▸ **TASK TO COMPLETE**:
Scale the items below by copying every line, requests included, and multiplying each point coordinate in the answers by 1.6, rounding to whole numbers with halves rounded up. Leave the requests and their sample output unchanged.

▸ **RECORDS SUPPLIED**:
------------------------------------------------------------------------

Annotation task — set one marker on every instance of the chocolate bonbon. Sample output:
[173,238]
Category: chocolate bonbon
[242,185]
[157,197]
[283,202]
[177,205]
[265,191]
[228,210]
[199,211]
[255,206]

------------------------------------------------------------------------

▸ **TASK RESPONSE**:
Annotation task — set one marker on every instance of the chocolate bonbon. Sample output:
[173,238]
Category: chocolate bonbon
[387,296]
[251,315]
[453,323]
[283,328]
[424,306]
[365,336]
[318,338]
[408,330]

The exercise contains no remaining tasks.